→ Exercice proposé 1
Dressez la liste des personnes et des groupes réels nommés dans le texte sur la musique de « Jacob's Ladder », sans compter les personnages du film.
→ Exercice proposé 2
D'après le texte sur la musique de « Jacob's Ladder », de quel instrument Kazu Matsui joue-t-il ?
→ Exercice proposé 3
Prolongez le texte sur la musique de « Jacob's Ladder » à partir de sa dernière phrase.

→ Document

* * * * * * *

La partition électronique et atmosphérique de Maurice Jarre a grandement contribué à l’ambiance étrange et angoissante de « Jacob’s Ladder », une musique planante, inquiétante et troublante, à l’instar du parcours mouvementé de Jacob Singer tout au long du récit. L’ensemble de la partition de Maurice Jarre s’articule autour d’un groupe d’instruments restreints incluant un piano, mais aussi des synthétiseurs atmosphériques à base de voix synthétiques, nappes obscures et sonorités asiatiques lointaines (pour les flashbacks du Viêt-Nam). Le thème principal est exposé dans « Jacob’s Ladder », thème de piano mélancolique et solitaire évoquant les tourments et les sentiments de Jacob Singer tout au long du film. Ce thème intime et poétique typique de Maurice Jarre évolue lentement tout au long du film, malmené par les synthétiseurs atmosphériques du compositeur français. La seconde partie de « Jacob’s Ladder » permet au compositeur d’aborder un style plus atonal et expérimental à base de nappes sonores, voix synthétiques mystérieuses, sonorités asiatiques et effets instrumentaux avant-gardistes (les gargouillis aléatoires de pizzicati des cordes). Le caractère expérimental et angoissant de la musique de Jarre retranscrit ainsi parfaitement à l’écran l’atmosphère troublante et inquiétante dans laquelle Jacob évolue tout au long du film, avec des sonorités qui semblent parfois surgir de l’au-delà. Quand aux sonorités asiatiques/exotiques, elles restent très présentes, notamment dans l’utilisation de la shakuhachi japonaise de Kazu Matsui et de vocalises dans « High Fever », associées aux souvenirs lointains du Viêt-Nam. Pour ces morceaux, Jarre laisse libre cours à l’improvisation de ses interprètes, la musique étant d’ailleurs séquencée sous forme de longues suites de plus de 7 ou 8 minutes sur l’album, afin de laisser la musique se développer plus librement dans la longueur pour une écoute plus immersive. La musique contribue donc grandement à l’atmosphère glauque et troublante du long-métrage d’Adrian Lyne, le score atteignant un paroxysme d’angoisse dans « Descent Into Inferno », 8 minutes d’atmosphère musicale glauque et mystérieuse illustrant parfaitement la descente aux enfers pour Jacob Singer et ses cauchemars incessants. A noter un final assez terrifiant, dominé par la chorale féminine exotique du Kitka Eastern European Women’s Choir.

* * * * * * *

→ Données
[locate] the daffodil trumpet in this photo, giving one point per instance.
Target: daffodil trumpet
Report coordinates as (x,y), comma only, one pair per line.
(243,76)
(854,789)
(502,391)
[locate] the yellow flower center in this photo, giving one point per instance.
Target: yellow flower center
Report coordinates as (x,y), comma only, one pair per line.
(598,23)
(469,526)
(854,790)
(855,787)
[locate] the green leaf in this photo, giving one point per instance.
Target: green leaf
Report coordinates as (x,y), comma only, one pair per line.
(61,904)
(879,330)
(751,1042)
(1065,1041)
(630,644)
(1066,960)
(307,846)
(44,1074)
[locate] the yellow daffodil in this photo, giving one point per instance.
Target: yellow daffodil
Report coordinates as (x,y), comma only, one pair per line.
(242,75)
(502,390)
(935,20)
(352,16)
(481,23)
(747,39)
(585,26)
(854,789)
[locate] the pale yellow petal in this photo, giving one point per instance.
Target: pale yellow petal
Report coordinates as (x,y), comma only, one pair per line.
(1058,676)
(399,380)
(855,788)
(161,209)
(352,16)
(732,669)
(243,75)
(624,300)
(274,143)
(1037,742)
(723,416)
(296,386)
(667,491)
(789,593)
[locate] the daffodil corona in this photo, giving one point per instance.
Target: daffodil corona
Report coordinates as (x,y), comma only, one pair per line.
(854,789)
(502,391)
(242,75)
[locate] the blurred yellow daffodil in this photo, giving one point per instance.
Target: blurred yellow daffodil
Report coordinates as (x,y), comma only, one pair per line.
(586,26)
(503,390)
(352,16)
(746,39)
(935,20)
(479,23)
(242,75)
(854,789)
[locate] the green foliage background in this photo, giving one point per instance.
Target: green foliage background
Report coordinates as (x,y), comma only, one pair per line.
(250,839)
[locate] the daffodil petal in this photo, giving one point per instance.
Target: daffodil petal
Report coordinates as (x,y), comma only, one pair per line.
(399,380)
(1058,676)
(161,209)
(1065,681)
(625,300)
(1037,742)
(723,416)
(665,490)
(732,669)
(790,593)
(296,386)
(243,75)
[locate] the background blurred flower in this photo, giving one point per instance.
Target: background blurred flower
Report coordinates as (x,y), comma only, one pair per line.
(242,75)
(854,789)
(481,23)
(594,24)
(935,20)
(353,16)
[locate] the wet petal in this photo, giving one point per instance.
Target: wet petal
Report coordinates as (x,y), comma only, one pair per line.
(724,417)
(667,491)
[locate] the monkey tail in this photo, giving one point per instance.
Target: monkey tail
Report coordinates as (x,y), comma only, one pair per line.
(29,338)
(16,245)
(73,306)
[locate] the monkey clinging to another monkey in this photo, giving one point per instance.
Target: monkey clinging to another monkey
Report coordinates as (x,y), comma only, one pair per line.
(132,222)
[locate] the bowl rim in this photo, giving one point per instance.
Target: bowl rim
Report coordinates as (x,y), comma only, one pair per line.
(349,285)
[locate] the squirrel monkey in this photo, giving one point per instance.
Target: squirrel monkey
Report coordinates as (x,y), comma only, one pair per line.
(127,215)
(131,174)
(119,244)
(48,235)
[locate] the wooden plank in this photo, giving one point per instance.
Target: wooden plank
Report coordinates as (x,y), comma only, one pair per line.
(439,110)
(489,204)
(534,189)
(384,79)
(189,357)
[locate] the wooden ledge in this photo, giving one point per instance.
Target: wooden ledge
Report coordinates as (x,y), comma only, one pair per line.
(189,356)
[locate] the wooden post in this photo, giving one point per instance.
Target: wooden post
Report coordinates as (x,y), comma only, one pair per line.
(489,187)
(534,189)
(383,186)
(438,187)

* * * * * * *

→ Réponse finale 1
- Maurice Jarre
- Kazu Matsui
- Adrian Lyne
- Kitka Eastern European Women's Choir

→ Réponse finale 2
De la shakuhachi japonaise.

→ Réponse finale 3
Fait assez étonnant, Jarre a réussi à éviter toute forme de sonorités kitsch dans ses sonorités électroniques en mettant davantage l’accent sur des nappes sonores agrémentées de solistes, qu’il s’agisse d’instruments samplés ou acoustiques, entouré de quelques grands noms de l’époque tels que Michael Fisher, Nyle Steiner, Michael Boddicker, Judd Miller, Mike Lang et Ralph Grierson. Ces sonorités éclectiques culminent dans l’atmosphérique et sombre « Sarah » avec les vocalises et les sonorités exotiques sur fond de nappes sonores profondes maintenant une tension angoissante. L’ensemble de la partition de « Jacob’s Ladder » fonctionne d’ailleurs sur cette idée de tenue qui traverse un morceau à un autre, tandis que les rares occurrences mélodiques sont assimilées au thème principal brillamment interprété au piano par Gloria Cheng, un thème mélancolique et fragile qui tente de revenir dans « Sarah », opposant ainsi la noirceur expérimentale de la musique à la douceur intimiste et délicate du piano, rappelant les souvenirs lointains de Jacob Singer. Le piano reste ici le lien entre le personnage de Tim Robbins et son passé, qui le harcèle tout en lui indiquant le chemin à suivre tout au long de ses péripéties troublantes et angoissantes. Enfin, « The Ladder » reprend tous les différents éléments de la partition de Maurice Jarre et culmine lors du dernier quart d’heure du film, jusqu’à l’étonnante révélation finale pour laquelle le compositeur s’autorise exceptionnellement une utilisation brève mais appréciable d’un vrai orchestre, reprenant une dernière fois son magnifique thème principal dans un adagio tragique et poignant. Maurice Jarre signe donc une partition immersive et éprouvante pour « Jacob’s Ladder », une musique lente, sombre et atmosphérique à la fois expérimentale, angoissante et mélancolique, à l’instar du film d’Adrian Lyne. Maurice Jarre domine encore une fois l’approche synthétique qu’il utilisa plus particulièrement avec inventivité à la fin des années 80 et au début des années 90, créant des textures sonores souvent étonnantes et avant-gardistes pour l’époque. Sans être pour autant un chef-d’oeuvre impérissable du compositeur, « Jacob’s Ladder » n’en demeure pas moins une partition de qualité dans la filmographie extrêmement riche du maestro français, à découvrir !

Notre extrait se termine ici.